Set problem:
Here are some records. Copy each one exactly.

[Begin Provided data]

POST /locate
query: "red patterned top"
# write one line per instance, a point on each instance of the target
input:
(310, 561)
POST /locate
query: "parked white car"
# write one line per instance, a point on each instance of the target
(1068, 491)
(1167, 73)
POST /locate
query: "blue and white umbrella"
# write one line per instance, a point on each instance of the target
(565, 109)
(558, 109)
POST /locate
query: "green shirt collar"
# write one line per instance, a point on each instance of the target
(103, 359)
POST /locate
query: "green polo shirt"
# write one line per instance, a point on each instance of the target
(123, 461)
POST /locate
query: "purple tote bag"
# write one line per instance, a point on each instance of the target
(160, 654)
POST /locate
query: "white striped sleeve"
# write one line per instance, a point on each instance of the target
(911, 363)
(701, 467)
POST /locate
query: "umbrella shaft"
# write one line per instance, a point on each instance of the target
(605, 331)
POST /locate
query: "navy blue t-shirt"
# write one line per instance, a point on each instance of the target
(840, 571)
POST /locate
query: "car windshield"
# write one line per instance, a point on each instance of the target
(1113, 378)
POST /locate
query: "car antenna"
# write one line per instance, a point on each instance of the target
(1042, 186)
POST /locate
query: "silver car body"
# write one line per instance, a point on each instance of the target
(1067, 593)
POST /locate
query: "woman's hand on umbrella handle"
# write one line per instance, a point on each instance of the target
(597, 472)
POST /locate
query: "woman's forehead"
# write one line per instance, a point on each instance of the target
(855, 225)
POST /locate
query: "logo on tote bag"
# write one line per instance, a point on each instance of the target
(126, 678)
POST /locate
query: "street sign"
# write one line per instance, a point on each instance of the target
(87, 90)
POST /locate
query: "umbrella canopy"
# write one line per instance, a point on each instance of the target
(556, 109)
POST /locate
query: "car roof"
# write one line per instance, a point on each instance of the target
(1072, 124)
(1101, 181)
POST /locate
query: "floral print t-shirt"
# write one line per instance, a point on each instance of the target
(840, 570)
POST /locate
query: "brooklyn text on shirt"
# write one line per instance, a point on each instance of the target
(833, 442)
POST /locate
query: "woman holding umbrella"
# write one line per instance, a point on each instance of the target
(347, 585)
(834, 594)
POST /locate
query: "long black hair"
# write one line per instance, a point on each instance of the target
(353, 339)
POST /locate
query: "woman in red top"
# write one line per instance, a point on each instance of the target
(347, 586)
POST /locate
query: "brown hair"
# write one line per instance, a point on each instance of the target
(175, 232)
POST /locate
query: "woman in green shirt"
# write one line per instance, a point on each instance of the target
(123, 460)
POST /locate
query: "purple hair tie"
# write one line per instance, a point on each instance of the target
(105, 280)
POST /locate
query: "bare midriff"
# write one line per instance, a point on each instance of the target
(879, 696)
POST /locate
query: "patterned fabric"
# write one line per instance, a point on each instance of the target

[End Provided data]

Solution below:
POST /locate
query: "red patterned top"
# write one line per instance, a point on each instance of the target
input:
(310, 561)
POST /locate
query: "parked white car"
# write one line per instance, a point on each instance of the target
(1068, 491)
(1167, 73)
POST /locate
query: "blue and white umbrella"
# write one line per instance, a point on each instance of the target
(565, 109)
(558, 109)
POST /locate
query: "green shirt collar"
# write one line per instance, a point on each instance of the target
(103, 359)
POST /locate
query: "green polo shirt"
# write one line per instance, a point on each instance of the target
(123, 461)
POST /locate
query: "purple tote bag"
# write one line per instance, a point on each instance of the target
(160, 654)
POST /locate
query: "white striped sleeve"
# write one line per instance, a point on each instance of the target
(911, 363)
(701, 467)
POST /locate
query: "umbrella shaft"
# write one line per instance, a point on each instance of the target
(605, 331)
POST /locate
query: "navy blue t-shirt"
# write one line per instance, a point on each instance of the target
(840, 571)
POST /locate
query: "car windshield"
# write one line per instance, a point on each instance of the target
(1113, 378)
POST /locate
query: "car antenna"
# write one line per instance, a point on each instance of the target
(1042, 186)
POST /locate
query: "silver car body"
# write one line per instance, a point on each instance of the target
(1067, 593)
POST /locate
query: "woman's hand on umbrella handle"
# write one line per instance, a point on each instance of the target
(597, 472)
POST /locate
query: "woman's forehead"
# write one line per instance, a point on each instance of the target
(855, 225)
POST /locate
query: "logo on tote bag"
# write one line per instance, a point on each instance of the target
(126, 678)
POST /locate
query: "street sign"
# write one line per instance, a point on each instance of the target
(87, 90)
POST /locate
query: "umbrella canopy"
# write one line per instance, a point on each instance of the target
(556, 109)
POST /locate
query: "car roof"
# write one line per instance, a point on each instance of the target
(1072, 124)
(1101, 181)
POST /locate
query: "floral print t-shirt"
# write one line per instance, a point on each instance of the target
(840, 570)
POST /locate
query: "brooklyn text on shirt"
# write one line per instance, a point on each instance of the target
(833, 442)
POST /locate
query: "woman holding umbrella"
# write one line per instance, a point on each instance of the target
(347, 585)
(834, 594)
POST /locate
query: "long black hair"
# write one line per instance, a point on each instance of the target
(353, 339)
POST /locate
query: "woman in red top"
# write one line per instance, a point on each instance of the target
(347, 586)
POST /locate
query: "brown hair"
# write one line per instance, a point on each instance of the target
(175, 232)
POST /locate
query: "woman in green shirt"
# write one line per instance, a point on each instance of the target
(123, 460)
POST /locate
query: "purple hair tie"
# write one line per instance, a point on each instance of the target
(105, 280)
POST /locate
query: "bare midriff"
# write one line per instance, a point on each instance of the target
(879, 696)
POST /locate
query: "patterned fabric"
# write one line per instance, a point on each instance of the target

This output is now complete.